Labeled-object pointing entries

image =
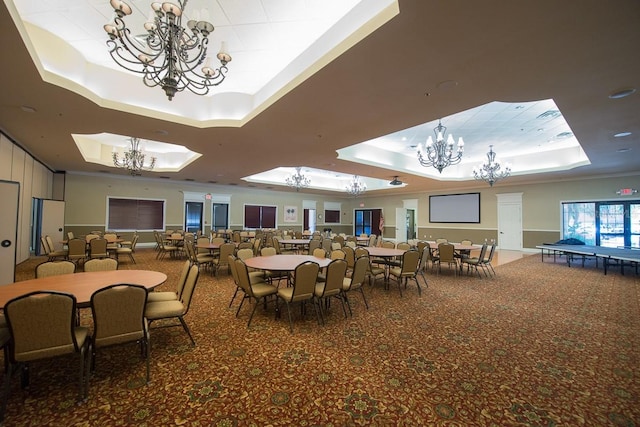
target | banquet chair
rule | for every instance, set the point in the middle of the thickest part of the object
(222, 260)
(313, 245)
(319, 253)
(349, 256)
(175, 309)
(409, 270)
(164, 248)
(269, 275)
(373, 271)
(355, 282)
(331, 286)
(200, 256)
(42, 325)
(54, 268)
(111, 241)
(98, 248)
(254, 275)
(176, 295)
(446, 254)
(487, 261)
(128, 249)
(50, 251)
(77, 250)
(302, 290)
(475, 262)
(103, 264)
(258, 291)
(118, 318)
(91, 236)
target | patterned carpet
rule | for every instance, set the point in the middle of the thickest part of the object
(541, 344)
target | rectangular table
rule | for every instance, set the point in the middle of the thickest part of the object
(620, 256)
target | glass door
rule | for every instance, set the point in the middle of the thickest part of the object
(193, 216)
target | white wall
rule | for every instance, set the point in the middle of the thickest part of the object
(35, 181)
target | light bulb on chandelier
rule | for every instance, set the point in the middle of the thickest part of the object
(133, 159)
(492, 170)
(356, 187)
(298, 180)
(440, 153)
(171, 55)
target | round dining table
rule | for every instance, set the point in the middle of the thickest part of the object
(82, 285)
(283, 262)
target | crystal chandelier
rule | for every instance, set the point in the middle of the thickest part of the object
(298, 180)
(490, 171)
(133, 159)
(440, 154)
(167, 55)
(356, 187)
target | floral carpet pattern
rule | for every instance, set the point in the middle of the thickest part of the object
(540, 344)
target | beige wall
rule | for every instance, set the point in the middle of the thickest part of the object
(86, 197)
(35, 181)
(540, 208)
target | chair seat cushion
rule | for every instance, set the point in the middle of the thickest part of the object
(162, 296)
(395, 271)
(263, 289)
(162, 309)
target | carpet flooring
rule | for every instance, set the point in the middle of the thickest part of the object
(540, 344)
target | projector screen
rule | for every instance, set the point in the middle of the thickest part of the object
(455, 208)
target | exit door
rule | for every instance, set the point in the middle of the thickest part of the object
(9, 194)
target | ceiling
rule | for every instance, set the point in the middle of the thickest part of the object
(431, 60)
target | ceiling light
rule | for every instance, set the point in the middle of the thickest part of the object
(298, 180)
(171, 55)
(490, 171)
(622, 134)
(356, 187)
(440, 154)
(622, 93)
(133, 159)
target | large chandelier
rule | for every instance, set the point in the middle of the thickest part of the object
(167, 55)
(491, 170)
(440, 154)
(356, 187)
(133, 159)
(298, 180)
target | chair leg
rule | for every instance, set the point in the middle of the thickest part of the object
(252, 311)
(364, 298)
(186, 328)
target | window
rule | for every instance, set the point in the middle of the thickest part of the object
(367, 221)
(332, 217)
(259, 216)
(220, 216)
(193, 216)
(135, 214)
(610, 224)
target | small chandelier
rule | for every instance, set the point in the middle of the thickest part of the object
(440, 154)
(133, 159)
(490, 171)
(298, 180)
(170, 55)
(356, 187)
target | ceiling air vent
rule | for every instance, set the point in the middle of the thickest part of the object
(564, 135)
(549, 114)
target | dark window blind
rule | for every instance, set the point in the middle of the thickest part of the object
(134, 214)
(332, 216)
(259, 216)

• [What needs to be done]
Omit the pictures, then quote the rest of the material above exactly.

• [Answer below]
image =
target | banquet chair
rule | for every instance, set the point in the middle of the thickest part of the object
(222, 260)
(313, 245)
(319, 253)
(349, 256)
(175, 309)
(409, 270)
(164, 248)
(269, 275)
(373, 271)
(355, 282)
(331, 286)
(200, 256)
(42, 325)
(54, 268)
(111, 241)
(98, 248)
(254, 275)
(176, 295)
(446, 254)
(487, 261)
(128, 249)
(50, 251)
(77, 250)
(302, 290)
(475, 262)
(103, 264)
(258, 291)
(118, 318)
(91, 236)
target | patterned carpet
rule | for every instance, set the point in the middle of the thickest part of the object
(541, 344)
target | rectangular table
rule | for every instance, set the point in the middle of the thickest part of the object
(620, 256)
target | glass door
rule | for every instance, set the point in the middle of the thickest part of the object
(193, 216)
target | white wall
rule | for every instance, set the point in the middle of the thickest part of the object
(35, 181)
target | light bulb on chandelier
rule | for every instance, set the point in the middle of the thickest part of the object
(133, 159)
(492, 170)
(356, 187)
(298, 180)
(440, 153)
(171, 55)
target | round dining table
rule | for every instance, set the point in the middle of the thickest part of the object
(82, 285)
(283, 262)
target | crystal chandelier
rule | for every instance, set the point in the middle of the thickest part of the object
(298, 180)
(490, 171)
(133, 159)
(440, 154)
(167, 55)
(356, 187)
target | floral carpet pattern
rule | for every instance, set the point in the middle of the thickest part of the object
(540, 344)
target | beige wall
rule | for every instance, set the point in the middle of the thickest part of the object
(86, 197)
(35, 181)
(540, 208)
target | chair seat cushion
rule | for every instance, set the point in the middle of the thickest part of the object
(162, 296)
(395, 271)
(263, 289)
(162, 309)
target | carpet flooring
rule | for every instance, set the point in the middle of the thickest part of the object
(540, 344)
target | projector screen
rule | for every instance, set the point in the middle of the thickest part of the object
(455, 208)
target | exit door
rule | for every instance, set the point in the middle of the thickest part of the object
(9, 194)
target | ceiling
rule | for every instance, set the point in the middle of the thickest part of the object
(431, 60)
target | ceiling light
rule | for every instance, set the point in the middle of the thickest part of the object
(298, 180)
(171, 55)
(490, 171)
(622, 134)
(356, 187)
(440, 154)
(622, 93)
(133, 159)
target | large chandelier
rule | for every instance, set the point in the middle of the thickest part of the object
(167, 55)
(491, 170)
(440, 154)
(356, 187)
(133, 159)
(298, 180)
target | chair leg
rule | for every instance, set the point in the middle of the thickest part of the object
(252, 311)
(364, 298)
(186, 328)
target | window
rule | for every instance, set the point in the middle of the thickest part of the object
(367, 221)
(332, 217)
(259, 216)
(220, 216)
(193, 216)
(135, 214)
(610, 224)
target | small chandelier
rule | for every instance, set the point in the middle of the thickest part of the object
(440, 154)
(133, 159)
(490, 171)
(298, 180)
(170, 55)
(356, 187)
target | ceiling air vent
rule | for every instance, set the point in the middle of the thickest part of the object
(564, 135)
(549, 114)
target | dark window blind
rule | for every instance, set the point in the middle of the thickest part of the object
(134, 214)
(332, 216)
(259, 216)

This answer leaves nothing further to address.